> _To do_
Exactly reproduce the line containing "Mark one point on every instance of the palm" together with every line after it, through the end of the entries, and give nothing more.

Dataset records:
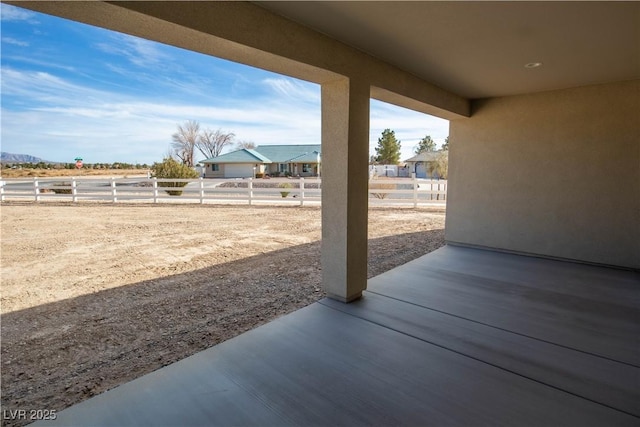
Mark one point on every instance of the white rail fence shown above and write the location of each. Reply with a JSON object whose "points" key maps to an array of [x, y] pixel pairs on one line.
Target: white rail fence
{"points": [[151, 190]]}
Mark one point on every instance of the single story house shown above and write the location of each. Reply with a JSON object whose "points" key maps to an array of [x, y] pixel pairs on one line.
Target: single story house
{"points": [[424, 164], [274, 160]]}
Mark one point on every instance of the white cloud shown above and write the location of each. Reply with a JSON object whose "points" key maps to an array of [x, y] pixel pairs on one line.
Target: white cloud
{"points": [[12, 13], [294, 89], [66, 119], [140, 52], [10, 40]]}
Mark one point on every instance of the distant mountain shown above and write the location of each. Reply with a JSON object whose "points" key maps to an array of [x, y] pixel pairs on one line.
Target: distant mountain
{"points": [[20, 158]]}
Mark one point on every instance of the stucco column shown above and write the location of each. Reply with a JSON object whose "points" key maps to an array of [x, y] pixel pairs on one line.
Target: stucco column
{"points": [[345, 153]]}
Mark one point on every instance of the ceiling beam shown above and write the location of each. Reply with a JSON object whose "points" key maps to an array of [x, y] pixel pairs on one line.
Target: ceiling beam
{"points": [[245, 33]]}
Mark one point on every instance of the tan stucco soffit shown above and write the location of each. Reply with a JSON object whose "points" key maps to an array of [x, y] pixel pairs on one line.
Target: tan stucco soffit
{"points": [[248, 34]]}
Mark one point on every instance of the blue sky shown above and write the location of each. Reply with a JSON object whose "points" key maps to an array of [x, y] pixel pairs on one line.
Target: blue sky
{"points": [[71, 90]]}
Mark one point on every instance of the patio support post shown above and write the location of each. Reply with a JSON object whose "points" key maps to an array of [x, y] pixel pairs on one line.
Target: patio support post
{"points": [[345, 151]]}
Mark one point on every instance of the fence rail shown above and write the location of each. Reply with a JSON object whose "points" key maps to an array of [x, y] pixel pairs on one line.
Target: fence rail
{"points": [[152, 190]]}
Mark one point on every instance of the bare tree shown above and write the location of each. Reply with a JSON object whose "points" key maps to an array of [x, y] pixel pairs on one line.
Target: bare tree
{"points": [[211, 143], [245, 144], [184, 141]]}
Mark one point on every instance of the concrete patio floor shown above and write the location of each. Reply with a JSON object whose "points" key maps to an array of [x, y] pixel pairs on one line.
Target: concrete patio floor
{"points": [[458, 337]]}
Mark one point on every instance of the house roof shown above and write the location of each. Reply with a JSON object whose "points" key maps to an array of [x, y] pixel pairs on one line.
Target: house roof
{"points": [[287, 153], [271, 154], [425, 156], [244, 155]]}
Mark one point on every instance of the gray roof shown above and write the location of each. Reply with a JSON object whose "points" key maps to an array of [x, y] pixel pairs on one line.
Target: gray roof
{"points": [[307, 153], [244, 155], [425, 156]]}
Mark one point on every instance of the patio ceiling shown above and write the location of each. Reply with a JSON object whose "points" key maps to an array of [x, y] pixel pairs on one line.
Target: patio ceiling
{"points": [[479, 49]]}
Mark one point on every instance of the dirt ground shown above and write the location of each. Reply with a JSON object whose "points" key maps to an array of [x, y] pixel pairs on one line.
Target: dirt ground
{"points": [[96, 295]]}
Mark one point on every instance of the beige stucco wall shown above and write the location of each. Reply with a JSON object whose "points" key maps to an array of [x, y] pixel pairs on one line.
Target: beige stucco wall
{"points": [[555, 174]]}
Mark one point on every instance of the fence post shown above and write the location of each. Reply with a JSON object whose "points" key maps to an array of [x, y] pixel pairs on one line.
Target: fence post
{"points": [[113, 190], [36, 189], [415, 189], [155, 190], [201, 191], [74, 190]]}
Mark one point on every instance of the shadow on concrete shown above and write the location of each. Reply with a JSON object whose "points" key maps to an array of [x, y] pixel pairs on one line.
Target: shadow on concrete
{"points": [[57, 354]]}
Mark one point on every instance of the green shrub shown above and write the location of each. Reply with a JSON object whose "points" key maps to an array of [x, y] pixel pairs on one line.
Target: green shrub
{"points": [[62, 190], [285, 185], [170, 168], [377, 186]]}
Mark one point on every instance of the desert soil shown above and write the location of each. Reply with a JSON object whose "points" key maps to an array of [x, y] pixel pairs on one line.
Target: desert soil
{"points": [[96, 295]]}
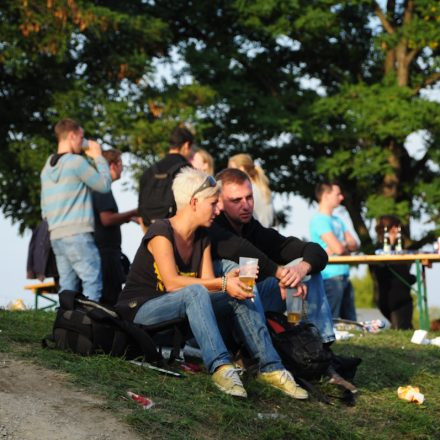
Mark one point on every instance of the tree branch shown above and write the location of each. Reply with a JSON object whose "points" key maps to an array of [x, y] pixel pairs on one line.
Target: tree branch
{"points": [[385, 23], [407, 14], [431, 79]]}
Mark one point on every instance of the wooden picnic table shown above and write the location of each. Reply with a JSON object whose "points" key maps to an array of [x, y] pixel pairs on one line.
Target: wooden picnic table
{"points": [[421, 260]]}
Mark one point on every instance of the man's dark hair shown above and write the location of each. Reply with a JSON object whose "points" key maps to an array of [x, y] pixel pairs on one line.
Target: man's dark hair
{"points": [[324, 186], [232, 175], [179, 136], [64, 127]]}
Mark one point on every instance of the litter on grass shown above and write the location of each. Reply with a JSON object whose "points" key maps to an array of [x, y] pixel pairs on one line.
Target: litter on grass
{"points": [[143, 401], [411, 394], [419, 337]]}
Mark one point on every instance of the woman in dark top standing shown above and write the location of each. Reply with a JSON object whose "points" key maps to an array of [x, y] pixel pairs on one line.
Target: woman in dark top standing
{"points": [[172, 277], [394, 300]]}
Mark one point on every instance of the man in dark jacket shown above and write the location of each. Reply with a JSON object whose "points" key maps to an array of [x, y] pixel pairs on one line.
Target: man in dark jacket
{"points": [[156, 200], [236, 233]]}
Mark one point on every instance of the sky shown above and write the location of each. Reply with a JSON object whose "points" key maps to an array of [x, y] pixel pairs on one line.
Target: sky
{"points": [[14, 255]]}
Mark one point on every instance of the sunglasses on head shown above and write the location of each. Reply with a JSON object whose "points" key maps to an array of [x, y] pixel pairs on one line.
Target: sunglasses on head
{"points": [[209, 182]]}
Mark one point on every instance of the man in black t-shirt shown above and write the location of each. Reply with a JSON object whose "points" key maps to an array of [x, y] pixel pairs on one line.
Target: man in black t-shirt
{"points": [[235, 233], [108, 223]]}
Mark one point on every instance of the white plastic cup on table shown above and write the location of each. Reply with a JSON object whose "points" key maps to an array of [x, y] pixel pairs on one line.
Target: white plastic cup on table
{"points": [[248, 271]]}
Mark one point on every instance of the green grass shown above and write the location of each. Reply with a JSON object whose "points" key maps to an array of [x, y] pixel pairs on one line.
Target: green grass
{"points": [[192, 408]]}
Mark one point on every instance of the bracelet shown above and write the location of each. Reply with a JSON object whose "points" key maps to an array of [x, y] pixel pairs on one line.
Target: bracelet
{"points": [[224, 283]]}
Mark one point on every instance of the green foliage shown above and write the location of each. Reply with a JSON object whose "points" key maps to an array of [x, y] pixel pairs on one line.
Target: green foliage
{"points": [[308, 87], [183, 406]]}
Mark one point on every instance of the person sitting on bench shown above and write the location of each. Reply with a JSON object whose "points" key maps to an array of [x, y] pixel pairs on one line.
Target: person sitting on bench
{"points": [[172, 277]]}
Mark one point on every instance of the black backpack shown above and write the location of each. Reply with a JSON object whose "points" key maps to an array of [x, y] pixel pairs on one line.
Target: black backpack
{"points": [[86, 327], [299, 346], [156, 199]]}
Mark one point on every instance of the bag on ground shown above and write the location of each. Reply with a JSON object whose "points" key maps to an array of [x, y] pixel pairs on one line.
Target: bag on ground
{"points": [[86, 327], [156, 199], [300, 346]]}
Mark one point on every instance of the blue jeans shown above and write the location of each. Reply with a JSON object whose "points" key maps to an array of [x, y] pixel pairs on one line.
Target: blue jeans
{"points": [[340, 295], [79, 264], [195, 303], [269, 299]]}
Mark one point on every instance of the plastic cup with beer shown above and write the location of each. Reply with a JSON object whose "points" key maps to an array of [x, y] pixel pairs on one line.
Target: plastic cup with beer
{"points": [[248, 271], [294, 306]]}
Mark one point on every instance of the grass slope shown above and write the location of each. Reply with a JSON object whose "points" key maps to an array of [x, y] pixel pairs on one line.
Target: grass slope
{"points": [[192, 408]]}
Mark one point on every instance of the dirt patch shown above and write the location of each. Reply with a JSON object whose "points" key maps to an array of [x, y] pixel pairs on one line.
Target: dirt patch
{"points": [[39, 404]]}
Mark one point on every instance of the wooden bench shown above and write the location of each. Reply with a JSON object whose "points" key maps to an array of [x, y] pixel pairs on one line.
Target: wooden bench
{"points": [[41, 290]]}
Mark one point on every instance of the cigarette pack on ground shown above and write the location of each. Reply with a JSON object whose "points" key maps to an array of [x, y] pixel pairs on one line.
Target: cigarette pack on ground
{"points": [[143, 401]]}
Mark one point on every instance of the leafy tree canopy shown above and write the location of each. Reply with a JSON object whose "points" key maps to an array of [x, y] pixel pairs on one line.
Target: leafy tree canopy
{"points": [[310, 87]]}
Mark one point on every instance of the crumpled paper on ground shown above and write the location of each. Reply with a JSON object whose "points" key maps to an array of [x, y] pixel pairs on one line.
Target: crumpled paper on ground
{"points": [[411, 394]]}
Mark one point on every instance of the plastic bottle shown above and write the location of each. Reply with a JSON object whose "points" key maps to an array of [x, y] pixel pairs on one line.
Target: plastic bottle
{"points": [[386, 241], [399, 240]]}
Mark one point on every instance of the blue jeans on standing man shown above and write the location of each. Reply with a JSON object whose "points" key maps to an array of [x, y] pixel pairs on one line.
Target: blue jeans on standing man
{"points": [[340, 295], [79, 264], [198, 305]]}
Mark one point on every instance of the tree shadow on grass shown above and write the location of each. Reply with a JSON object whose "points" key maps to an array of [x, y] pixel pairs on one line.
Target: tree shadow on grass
{"points": [[390, 359]]}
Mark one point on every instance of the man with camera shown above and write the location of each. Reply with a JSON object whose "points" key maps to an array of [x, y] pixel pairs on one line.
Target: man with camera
{"points": [[67, 180]]}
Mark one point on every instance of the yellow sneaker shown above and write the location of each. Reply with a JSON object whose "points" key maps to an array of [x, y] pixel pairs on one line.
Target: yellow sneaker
{"points": [[284, 381], [226, 379]]}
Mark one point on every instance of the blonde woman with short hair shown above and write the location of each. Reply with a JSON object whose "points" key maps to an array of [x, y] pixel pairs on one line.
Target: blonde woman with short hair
{"points": [[172, 277]]}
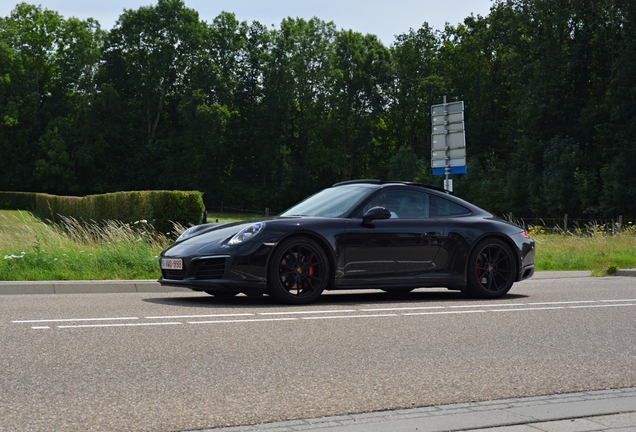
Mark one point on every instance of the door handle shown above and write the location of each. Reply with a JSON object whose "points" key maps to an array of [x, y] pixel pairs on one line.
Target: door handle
{"points": [[432, 234]]}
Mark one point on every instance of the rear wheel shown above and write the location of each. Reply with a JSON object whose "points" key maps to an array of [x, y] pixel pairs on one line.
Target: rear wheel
{"points": [[491, 269], [298, 271]]}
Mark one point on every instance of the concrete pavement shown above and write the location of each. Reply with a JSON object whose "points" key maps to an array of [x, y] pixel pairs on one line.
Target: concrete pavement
{"points": [[604, 410]]}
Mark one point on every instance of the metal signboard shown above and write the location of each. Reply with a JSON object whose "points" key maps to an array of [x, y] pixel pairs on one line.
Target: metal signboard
{"points": [[448, 140]]}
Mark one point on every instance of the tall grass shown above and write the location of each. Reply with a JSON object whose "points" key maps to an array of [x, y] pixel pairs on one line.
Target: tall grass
{"points": [[33, 250], [594, 247]]}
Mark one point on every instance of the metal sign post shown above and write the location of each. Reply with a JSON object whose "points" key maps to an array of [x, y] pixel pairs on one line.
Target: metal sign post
{"points": [[448, 141]]}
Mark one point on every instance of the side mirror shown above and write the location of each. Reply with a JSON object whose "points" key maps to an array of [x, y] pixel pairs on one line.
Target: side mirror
{"points": [[376, 213]]}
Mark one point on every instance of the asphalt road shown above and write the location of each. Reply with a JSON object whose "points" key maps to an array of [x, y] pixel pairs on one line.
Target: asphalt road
{"points": [[184, 361]]}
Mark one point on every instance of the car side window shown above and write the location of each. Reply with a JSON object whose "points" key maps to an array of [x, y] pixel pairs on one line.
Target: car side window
{"points": [[441, 207], [402, 204]]}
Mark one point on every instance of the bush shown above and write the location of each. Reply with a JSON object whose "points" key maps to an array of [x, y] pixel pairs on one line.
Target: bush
{"points": [[161, 209]]}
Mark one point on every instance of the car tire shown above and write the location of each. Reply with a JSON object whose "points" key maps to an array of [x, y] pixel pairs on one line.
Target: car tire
{"points": [[491, 269], [299, 271]]}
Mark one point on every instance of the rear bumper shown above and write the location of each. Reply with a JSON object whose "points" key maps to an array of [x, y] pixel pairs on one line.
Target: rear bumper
{"points": [[526, 272]]}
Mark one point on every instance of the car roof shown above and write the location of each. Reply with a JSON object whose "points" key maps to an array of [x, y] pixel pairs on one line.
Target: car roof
{"points": [[383, 182]]}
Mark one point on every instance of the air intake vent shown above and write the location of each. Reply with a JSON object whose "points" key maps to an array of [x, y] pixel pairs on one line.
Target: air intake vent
{"points": [[213, 268]]}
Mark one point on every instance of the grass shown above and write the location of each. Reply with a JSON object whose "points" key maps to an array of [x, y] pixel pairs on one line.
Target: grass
{"points": [[33, 250], [597, 253]]}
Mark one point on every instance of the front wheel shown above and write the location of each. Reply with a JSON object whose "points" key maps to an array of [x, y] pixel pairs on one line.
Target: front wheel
{"points": [[298, 271], [491, 269]]}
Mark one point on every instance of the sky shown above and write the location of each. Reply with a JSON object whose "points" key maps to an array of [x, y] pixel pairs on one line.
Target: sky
{"points": [[383, 18]]}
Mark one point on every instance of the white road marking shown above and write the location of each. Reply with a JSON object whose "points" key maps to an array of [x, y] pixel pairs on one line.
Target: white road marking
{"points": [[76, 319], [118, 325], [308, 312], [339, 313], [409, 308], [235, 321], [351, 316], [199, 316], [442, 313]]}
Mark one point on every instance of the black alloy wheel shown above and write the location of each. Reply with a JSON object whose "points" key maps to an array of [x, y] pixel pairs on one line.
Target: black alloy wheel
{"points": [[491, 269], [298, 271]]}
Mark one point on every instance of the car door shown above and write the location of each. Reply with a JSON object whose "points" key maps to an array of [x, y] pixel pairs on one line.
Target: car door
{"points": [[399, 250]]}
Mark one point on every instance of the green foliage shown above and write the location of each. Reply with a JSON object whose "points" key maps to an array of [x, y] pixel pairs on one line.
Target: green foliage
{"points": [[161, 209], [31, 250], [261, 117], [17, 201]]}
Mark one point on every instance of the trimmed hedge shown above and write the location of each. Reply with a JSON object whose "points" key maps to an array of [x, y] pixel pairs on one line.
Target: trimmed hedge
{"points": [[17, 201], [160, 208]]}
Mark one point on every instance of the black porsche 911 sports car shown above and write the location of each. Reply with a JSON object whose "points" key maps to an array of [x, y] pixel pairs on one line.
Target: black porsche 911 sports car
{"points": [[394, 236]]}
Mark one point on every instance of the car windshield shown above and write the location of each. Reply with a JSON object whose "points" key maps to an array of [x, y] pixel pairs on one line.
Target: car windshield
{"points": [[332, 202]]}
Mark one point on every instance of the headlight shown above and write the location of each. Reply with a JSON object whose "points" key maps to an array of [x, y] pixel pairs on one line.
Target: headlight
{"points": [[195, 230], [246, 233]]}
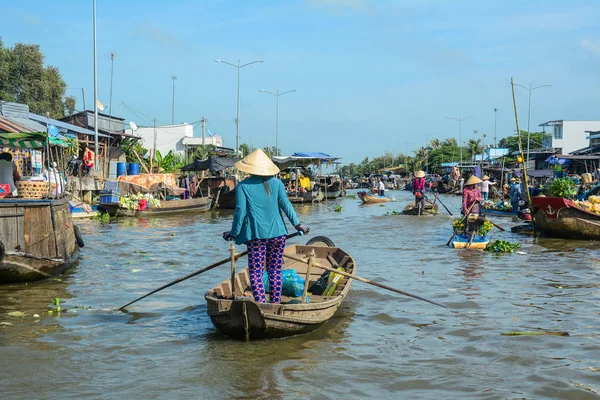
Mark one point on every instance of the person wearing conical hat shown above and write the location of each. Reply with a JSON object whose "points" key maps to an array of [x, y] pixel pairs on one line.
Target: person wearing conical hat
{"points": [[471, 196], [258, 222], [485, 187], [419, 185]]}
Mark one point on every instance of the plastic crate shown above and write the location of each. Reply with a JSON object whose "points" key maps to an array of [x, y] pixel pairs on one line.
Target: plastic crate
{"points": [[108, 197], [111, 186]]}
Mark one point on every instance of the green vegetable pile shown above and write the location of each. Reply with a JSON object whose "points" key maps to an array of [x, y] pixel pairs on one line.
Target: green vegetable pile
{"points": [[562, 187], [502, 246]]}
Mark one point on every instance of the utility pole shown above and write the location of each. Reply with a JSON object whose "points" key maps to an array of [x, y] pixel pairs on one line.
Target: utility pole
{"points": [[495, 115], [203, 120], [112, 63], [153, 147], [173, 103]]}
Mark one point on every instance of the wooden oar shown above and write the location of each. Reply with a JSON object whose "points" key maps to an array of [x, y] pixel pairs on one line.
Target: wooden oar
{"points": [[358, 278], [200, 271], [438, 199], [463, 220]]}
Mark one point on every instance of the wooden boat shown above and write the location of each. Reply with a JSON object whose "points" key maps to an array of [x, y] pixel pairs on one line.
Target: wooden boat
{"points": [[200, 204], [561, 218], [38, 239], [243, 318], [430, 209], [498, 213], [478, 242], [309, 197], [368, 199]]}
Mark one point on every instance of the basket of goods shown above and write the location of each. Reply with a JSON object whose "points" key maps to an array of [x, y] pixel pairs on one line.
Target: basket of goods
{"points": [[34, 189]]}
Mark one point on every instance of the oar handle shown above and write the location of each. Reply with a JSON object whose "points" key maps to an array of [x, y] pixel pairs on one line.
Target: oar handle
{"points": [[200, 271]]}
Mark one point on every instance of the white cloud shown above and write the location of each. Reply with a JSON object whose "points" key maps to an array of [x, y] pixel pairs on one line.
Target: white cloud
{"points": [[590, 45]]}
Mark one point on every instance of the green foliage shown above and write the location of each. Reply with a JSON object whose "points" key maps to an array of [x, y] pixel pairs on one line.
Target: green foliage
{"points": [[24, 79], [501, 246], [512, 142], [102, 217], [562, 187]]}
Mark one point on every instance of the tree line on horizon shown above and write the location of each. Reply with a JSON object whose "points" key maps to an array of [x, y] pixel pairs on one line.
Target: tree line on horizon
{"points": [[437, 152]]}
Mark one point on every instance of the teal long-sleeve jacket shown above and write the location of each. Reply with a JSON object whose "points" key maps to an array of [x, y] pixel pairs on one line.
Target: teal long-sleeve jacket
{"points": [[257, 214]]}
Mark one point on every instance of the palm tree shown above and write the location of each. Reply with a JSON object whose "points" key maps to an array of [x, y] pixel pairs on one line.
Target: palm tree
{"points": [[450, 142], [435, 144]]}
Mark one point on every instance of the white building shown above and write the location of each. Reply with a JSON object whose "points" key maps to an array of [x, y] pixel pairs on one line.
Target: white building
{"points": [[569, 136], [215, 140], [168, 137]]}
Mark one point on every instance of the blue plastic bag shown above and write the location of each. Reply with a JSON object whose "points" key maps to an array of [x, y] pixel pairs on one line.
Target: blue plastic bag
{"points": [[292, 283]]}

> _Finished answer_
Mark one point on every instance of the palm tree shown above and write the location of each. Reply with a JSON object whose "points" key maps to an array of [x, y] pixel pairs on one line.
Target: palm tree
{"points": [[450, 142], [435, 144]]}
Mark one point on every instance of the white building shown above and write the location of each. Reply with a JSON object whose "points" key maps to an array of [x, y] pixel pairs on one line.
Target: white building
{"points": [[569, 136], [215, 140], [168, 137]]}
Mark one point on every instance of the blue plastic bag shown above and write the location of each. Reply with a JSON object whose "points" key maps to an array of [x, y] pixel pairs on one line.
Target: blue plastic bag
{"points": [[292, 283]]}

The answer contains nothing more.